*Document excerpt:*
* * * *

WASHINGTON – Coal state lawmakers said Tuesday they’re cautiously optimistic Congress will preserve health care for 23,000 retired miners and their families before their benefits expire in four days.
If that doesn’t happen, Sen. Joe Manchin, D-W.Va., said he’s leaving open the possibility of forcing a government shutdown over the issue. He has called denial of federal funds for the miners “inhumane.”
The retired miners are also asking for money to fund their United Mine Workers’ pensions, which are imperiled by liability payments growing beyond the union’s ability to make them.
Robert Steurer, a spokesman for Senate Majority Leader Mitch McConnell, said the Kentucky Republican is “on the same page” with miners in funding health care.
But, Steurer added, “the pension issue is a critical yet separate matter and should be addressed in the context of broader pension reform.”
The miners’ health benefits were temporarily funded by Congress in December through April 29.
Now, the clock is ticking again
The hope is that the Senate and House will include sufficient funds for the miners’ health care in the short-term budget needed to keep the government open through September, the end of the current fiscal year.
The problem dates to 70 years ago when President Harry Truman got the union and coal companies to agree to fund lifelong health care and pensions for the miners in return for ending a strike that threatened to cripple the nation’s power grid system.
With the decline of the coal industry, bankrupt coal companies and fewer miners are paying into the system while more and more miners draw benefits. The result is an insolvent union fund to cover the health care costs.
Congress has stepped in so far to fund the benefits, but with growing concern over government funding of a failed union health care and pension fund, the certainty of continuation remains up in the air.
“I guess I’d just wait for them to build my casket,” retired miner Ronald Pauley of West Virginia said during a recent trip to Capitol Hill to lobby for congressional funding. Pauley suffers from black lung cancer as do many other retirees.
Republican congressman Evan Jenkins of West Virginia said Congress owes Pauley and the other retired miners “peace of mind.”
Sen. Bob Casey, D-Pa., said he’s committed to “a permanent fix. I don’t know where that will land. We’ll know by the end of the week how reasonable Republican leaders are.”
House Republican leaders indicate they prefer temporary funding to keep the health benefits going for perhaps another 20 months before tacking a long-lasting solution, including making good on the miners’ pension payments.
But even temporary fund is caught up in the battle over several other controversial and costly items proposed for the stopgap budget bill Congress must pass before midnight Saturday to avoid a government shutdown.
Rep. David McKinley, R-W.V., told PBS this week he wants a permanent solution to the coal miners dilemma, but “you don’t shut government down over this. Let’s be reasonable about it, and not give false hope.”
Conservative groups like the Heritage Foundation have opposed funding the union pensions, concerned it would set a precedent for bailing out other liability-burdened union benefit funds.

* * * *

*Given data:*

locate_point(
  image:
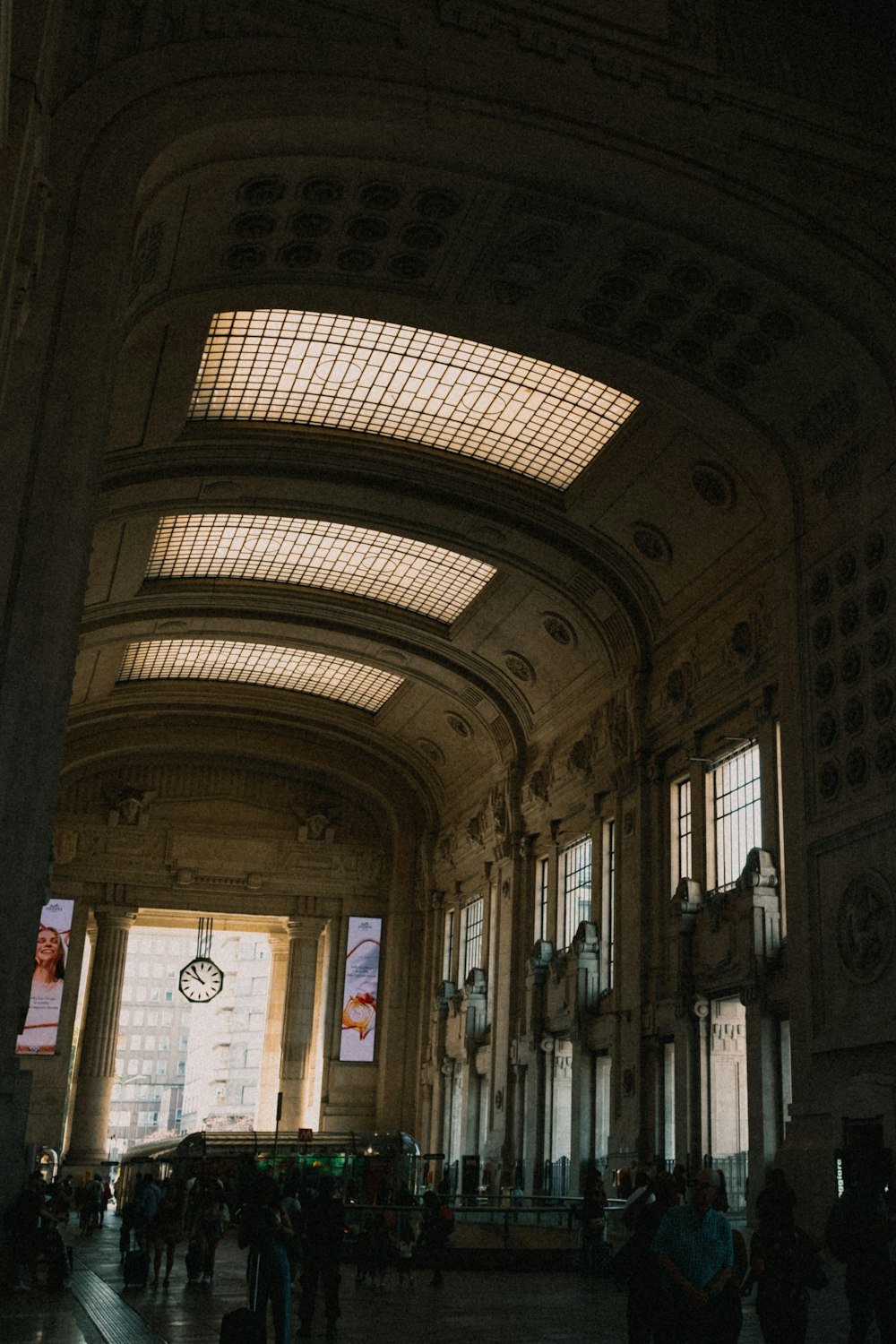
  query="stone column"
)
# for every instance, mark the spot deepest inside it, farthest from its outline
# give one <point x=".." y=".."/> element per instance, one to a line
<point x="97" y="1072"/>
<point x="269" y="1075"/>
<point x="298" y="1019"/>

* * * *

*Directions:* Copy the passage of the article on retired coal miners' benefits word for word, from "Robert Steurer, a" up to and including "current fiscal year.".

*Answer section:*
Robert Steurer, a spokesman for Senate Majority Leader Mitch McConnell, said the Kentucky Republican is “on the same page” with miners in funding health care.
But, Steurer added, “the pension issue is a critical yet separate matter and should be addressed in the context of broader pension reform.”
The miners’ health benefits were temporarily funded by Congress in December through April 29.
Now, the clock is ticking again
The hope is that the Senate and House will include sufficient funds for the miners’ health care in the short-term budget needed to keep the government open through September, the end of the current fiscal year.